• _Text passage_
■ ■ ■ ■ ■ ■ ■

HAPPINESS-ORIENTED SCHOOLS

Education is essential to building a Society of Personal Well-being. Happiness-oriented schools offer an appropriate environment for children’s quality of life and combine strong academic performance with emotional education, values education, and guidance on how to progress economically.

1. AN APPROPRIATE ENVIRONMENT FOR CHILDREN’S HAPPINESS

In order to achieve an environment in which each child feels comfortable, these types of schools are characterized by the following:

  • Teachers and other professionals provide students with good treatment. Children’s dignity is recognized, and there is a strong culture of respect, as well as great sensitivity to students’ well-being.
  • As a result, there is a strong commitment from teachers and principals to prevent bullying (student-on-student bullying). These professionals have received solid training on this issue, and the school has effective mechanisms in place to prevent it and manage it properly.
  • There is an environment that meets children’s needs: affection, care, attention, respect, fun, learning, satisfying relationships, etc.
  • There is an atmosphere of freedom and respect for diversity. What is more, teachers try to adapt to each child’s nature, taking into account each individual’s needs and inclinations, and even adapting activities accordingly whenever possible.   
  • There is a psychologist responsible for monitoring each child’s well-being. If any problem is detected that hinders it, they intervene to try to resolve it by speaking with whoever is necessary: parents, teachers, other students.

■ ■ ■ ■ ■ ■ ■

Entries excerpted from a collection
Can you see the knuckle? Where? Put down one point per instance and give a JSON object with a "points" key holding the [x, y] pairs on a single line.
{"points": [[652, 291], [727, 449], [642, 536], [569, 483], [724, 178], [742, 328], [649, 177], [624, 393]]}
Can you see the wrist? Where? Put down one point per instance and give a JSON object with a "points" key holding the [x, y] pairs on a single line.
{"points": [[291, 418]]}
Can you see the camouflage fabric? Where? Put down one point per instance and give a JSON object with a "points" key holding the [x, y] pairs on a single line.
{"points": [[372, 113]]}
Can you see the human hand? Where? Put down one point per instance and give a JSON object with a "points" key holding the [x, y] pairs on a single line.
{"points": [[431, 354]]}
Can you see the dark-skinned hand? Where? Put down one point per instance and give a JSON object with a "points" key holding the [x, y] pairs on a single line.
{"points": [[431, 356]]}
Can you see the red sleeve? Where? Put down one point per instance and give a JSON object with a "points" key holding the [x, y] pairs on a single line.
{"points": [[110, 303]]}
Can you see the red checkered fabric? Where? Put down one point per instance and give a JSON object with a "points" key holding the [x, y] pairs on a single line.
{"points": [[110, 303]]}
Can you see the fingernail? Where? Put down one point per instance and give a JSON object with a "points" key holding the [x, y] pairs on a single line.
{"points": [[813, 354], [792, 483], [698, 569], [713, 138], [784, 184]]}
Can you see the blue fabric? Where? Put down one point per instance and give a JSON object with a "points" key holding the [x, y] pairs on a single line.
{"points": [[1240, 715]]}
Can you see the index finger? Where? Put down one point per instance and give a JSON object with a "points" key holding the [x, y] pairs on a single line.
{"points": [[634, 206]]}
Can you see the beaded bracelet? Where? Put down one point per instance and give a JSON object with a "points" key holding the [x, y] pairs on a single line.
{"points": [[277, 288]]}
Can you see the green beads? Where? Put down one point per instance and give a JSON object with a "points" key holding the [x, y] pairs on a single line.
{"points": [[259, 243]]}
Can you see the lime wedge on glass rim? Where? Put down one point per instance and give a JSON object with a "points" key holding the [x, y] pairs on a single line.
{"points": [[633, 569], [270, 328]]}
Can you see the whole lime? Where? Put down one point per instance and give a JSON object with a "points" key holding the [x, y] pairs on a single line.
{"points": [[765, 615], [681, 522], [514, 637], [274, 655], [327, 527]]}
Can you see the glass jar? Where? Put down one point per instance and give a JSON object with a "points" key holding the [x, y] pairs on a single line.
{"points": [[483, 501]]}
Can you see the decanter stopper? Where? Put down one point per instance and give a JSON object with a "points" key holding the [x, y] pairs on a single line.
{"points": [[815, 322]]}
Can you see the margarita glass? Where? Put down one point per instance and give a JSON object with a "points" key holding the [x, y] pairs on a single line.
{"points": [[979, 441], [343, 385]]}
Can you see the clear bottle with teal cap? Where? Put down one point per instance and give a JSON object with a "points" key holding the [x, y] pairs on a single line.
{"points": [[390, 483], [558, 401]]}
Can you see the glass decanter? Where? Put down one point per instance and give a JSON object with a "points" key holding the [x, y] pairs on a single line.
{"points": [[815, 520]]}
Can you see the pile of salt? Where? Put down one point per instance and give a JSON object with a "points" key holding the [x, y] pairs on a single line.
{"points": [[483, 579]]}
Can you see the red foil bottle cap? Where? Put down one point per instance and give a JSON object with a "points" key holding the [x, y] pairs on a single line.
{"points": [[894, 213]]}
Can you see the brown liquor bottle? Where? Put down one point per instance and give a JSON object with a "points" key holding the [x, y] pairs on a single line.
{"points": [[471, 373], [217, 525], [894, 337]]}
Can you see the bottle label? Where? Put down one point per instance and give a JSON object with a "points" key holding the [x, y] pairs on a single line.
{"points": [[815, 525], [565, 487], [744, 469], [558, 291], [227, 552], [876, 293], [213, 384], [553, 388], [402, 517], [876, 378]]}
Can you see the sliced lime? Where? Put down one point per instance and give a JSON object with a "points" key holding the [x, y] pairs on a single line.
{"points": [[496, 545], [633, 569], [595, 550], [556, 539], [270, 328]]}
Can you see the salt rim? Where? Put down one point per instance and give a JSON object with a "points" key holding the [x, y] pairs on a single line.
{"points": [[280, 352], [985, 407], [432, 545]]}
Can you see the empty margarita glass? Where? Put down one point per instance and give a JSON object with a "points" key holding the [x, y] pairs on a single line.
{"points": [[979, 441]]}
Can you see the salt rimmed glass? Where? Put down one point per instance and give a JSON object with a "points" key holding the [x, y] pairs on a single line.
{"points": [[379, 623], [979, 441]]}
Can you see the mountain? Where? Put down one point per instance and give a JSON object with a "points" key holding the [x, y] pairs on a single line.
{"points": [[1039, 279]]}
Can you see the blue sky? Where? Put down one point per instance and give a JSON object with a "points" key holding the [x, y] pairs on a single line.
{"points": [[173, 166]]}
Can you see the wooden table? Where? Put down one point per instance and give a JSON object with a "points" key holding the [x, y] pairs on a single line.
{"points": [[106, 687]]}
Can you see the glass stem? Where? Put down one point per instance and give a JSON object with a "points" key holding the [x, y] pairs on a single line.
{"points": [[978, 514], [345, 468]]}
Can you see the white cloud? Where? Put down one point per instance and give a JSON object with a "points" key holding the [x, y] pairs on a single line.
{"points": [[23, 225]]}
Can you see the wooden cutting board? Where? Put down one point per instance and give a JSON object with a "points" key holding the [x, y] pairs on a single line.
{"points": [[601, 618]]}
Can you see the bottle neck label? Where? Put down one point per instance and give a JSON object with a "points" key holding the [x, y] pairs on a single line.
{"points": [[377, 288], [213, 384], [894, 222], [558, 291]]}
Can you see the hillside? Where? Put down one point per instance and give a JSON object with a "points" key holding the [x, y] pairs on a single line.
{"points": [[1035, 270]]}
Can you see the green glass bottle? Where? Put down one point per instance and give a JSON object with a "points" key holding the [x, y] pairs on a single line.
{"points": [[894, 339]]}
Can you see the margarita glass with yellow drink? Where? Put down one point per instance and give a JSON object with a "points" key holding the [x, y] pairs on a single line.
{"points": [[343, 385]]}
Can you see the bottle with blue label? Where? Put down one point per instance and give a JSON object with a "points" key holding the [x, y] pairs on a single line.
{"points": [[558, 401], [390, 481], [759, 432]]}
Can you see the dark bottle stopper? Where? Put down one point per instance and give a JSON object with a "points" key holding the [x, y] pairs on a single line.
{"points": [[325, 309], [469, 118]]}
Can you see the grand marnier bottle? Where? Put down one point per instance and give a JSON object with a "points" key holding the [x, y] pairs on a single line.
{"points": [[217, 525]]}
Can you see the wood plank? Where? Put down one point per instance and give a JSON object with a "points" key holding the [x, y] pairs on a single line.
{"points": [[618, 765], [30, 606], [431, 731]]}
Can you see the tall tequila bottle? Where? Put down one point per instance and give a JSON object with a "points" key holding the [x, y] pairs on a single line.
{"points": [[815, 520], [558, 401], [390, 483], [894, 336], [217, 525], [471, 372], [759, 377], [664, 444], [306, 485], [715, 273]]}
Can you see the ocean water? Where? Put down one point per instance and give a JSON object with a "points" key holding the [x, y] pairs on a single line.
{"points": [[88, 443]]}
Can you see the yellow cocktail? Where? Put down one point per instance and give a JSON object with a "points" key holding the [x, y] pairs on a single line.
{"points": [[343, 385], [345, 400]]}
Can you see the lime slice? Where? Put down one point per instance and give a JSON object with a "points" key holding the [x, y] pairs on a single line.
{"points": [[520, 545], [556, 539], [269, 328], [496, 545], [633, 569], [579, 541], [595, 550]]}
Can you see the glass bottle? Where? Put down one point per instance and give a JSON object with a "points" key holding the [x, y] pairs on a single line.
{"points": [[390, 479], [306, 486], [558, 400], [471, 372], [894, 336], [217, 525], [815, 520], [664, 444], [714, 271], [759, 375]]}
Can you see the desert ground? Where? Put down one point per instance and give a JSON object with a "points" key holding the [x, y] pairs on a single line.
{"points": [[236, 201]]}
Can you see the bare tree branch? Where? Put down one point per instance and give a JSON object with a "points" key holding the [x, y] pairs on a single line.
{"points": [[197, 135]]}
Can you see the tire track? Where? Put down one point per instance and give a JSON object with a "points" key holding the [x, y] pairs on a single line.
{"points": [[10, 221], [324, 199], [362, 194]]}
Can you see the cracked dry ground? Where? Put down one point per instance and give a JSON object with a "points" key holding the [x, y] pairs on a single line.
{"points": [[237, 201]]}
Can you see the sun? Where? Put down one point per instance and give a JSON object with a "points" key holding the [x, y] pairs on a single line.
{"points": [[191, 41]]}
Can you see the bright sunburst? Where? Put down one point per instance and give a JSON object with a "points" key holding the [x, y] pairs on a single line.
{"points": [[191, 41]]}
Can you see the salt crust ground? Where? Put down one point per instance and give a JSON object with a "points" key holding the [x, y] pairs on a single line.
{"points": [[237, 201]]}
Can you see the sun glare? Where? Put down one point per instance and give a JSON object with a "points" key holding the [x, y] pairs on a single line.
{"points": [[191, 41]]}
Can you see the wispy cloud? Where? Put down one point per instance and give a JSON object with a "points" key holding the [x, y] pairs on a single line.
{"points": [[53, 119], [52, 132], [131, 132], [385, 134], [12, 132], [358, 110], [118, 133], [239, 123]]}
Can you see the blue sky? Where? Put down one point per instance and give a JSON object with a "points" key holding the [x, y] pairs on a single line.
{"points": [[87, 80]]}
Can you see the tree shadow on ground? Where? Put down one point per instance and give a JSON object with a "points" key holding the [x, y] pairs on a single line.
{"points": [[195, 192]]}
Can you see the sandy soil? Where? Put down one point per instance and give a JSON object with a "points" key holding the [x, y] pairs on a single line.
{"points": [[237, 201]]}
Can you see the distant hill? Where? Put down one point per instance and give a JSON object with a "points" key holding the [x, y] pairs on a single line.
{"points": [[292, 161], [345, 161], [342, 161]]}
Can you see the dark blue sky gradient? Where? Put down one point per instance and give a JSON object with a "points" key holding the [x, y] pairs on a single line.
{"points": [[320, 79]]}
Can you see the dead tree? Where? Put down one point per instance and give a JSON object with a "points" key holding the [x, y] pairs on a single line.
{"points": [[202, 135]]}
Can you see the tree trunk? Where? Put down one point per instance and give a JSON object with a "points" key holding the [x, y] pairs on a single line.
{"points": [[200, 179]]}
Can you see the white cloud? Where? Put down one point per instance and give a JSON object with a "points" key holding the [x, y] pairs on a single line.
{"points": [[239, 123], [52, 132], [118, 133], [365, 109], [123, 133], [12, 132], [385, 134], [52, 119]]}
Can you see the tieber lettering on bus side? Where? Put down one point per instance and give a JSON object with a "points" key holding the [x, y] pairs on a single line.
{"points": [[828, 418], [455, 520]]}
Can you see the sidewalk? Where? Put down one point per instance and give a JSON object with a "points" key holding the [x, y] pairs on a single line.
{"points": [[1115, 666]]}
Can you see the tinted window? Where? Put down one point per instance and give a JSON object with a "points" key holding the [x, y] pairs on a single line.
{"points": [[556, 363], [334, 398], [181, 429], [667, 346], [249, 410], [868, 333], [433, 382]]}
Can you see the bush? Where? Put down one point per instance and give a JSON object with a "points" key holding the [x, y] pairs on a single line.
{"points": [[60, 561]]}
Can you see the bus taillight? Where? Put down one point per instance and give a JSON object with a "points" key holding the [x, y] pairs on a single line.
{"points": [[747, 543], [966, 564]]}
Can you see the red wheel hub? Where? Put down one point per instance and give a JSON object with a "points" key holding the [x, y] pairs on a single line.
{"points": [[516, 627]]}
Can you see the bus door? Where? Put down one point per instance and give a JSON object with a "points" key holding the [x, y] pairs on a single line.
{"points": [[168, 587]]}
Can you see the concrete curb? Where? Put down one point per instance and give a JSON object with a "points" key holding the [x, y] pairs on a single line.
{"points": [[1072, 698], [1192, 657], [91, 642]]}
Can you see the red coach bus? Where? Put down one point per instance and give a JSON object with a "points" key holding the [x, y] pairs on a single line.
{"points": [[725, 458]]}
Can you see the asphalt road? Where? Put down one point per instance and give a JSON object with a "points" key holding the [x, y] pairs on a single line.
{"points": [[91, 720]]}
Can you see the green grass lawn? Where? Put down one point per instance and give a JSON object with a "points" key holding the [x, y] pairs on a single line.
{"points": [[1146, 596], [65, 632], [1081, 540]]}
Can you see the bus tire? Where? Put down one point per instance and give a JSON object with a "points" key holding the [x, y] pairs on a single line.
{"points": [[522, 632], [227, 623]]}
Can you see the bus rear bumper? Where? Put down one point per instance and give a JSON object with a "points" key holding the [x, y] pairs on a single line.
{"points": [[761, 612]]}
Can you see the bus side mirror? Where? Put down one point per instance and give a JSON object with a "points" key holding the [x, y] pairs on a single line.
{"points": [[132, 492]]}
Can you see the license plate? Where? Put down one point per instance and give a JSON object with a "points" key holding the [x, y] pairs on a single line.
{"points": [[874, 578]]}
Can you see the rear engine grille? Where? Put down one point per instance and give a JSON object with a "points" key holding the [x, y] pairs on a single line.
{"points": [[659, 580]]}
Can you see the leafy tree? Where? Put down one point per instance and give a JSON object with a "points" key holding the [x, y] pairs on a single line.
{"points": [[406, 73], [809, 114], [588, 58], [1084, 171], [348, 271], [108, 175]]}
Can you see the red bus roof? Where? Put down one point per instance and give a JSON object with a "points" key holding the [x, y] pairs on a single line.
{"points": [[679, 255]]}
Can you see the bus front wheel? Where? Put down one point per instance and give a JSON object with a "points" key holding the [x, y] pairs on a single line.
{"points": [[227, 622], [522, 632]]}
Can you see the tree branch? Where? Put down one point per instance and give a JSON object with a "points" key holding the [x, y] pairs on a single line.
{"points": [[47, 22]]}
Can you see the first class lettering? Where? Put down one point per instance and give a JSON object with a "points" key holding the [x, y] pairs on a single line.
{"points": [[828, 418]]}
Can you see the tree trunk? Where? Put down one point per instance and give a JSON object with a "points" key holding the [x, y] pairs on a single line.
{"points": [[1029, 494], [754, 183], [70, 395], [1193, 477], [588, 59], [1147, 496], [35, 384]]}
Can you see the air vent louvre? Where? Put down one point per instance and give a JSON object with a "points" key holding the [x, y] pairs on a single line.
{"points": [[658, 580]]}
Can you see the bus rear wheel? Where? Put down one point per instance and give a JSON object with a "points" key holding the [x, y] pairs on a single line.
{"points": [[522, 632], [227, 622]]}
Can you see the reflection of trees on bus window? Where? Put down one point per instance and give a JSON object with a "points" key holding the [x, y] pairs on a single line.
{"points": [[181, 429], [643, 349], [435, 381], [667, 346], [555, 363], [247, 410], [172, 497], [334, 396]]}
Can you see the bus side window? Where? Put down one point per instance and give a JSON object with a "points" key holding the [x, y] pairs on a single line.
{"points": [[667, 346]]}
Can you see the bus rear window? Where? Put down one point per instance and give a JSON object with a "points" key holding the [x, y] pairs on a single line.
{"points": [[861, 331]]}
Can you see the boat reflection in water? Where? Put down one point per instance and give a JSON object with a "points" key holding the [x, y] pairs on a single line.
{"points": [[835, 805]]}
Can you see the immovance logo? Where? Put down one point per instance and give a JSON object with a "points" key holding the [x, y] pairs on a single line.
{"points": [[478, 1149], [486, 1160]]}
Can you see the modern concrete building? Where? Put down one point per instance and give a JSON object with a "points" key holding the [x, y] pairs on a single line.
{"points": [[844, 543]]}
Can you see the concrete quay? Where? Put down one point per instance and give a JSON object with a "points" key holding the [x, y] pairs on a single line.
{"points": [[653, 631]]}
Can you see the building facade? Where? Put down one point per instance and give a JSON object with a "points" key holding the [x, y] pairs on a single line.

■ ■ ■ ■ ■ ■ ■

• _Problem set_
1 – Answer these questions using the text on happiness-oriented schools:
(a) Besides strong academic performance, what do these schools combine?
(b) Who is responsible for monitoring each child's well-being?
(c) What kind of bullying are teachers and principals committed to preventing?
2 – Count the lines of the entries that contain the string "branch", matching case exactly, and reply with the number alone.
The text about happiness-oriented schools has no connection to the entries.

• _Outputs_
1 –
(a) Emotional education, values education, and guidance on how to progress economically.
(b) A psychologist.
(c) Student-on-student bullying.

2 – 2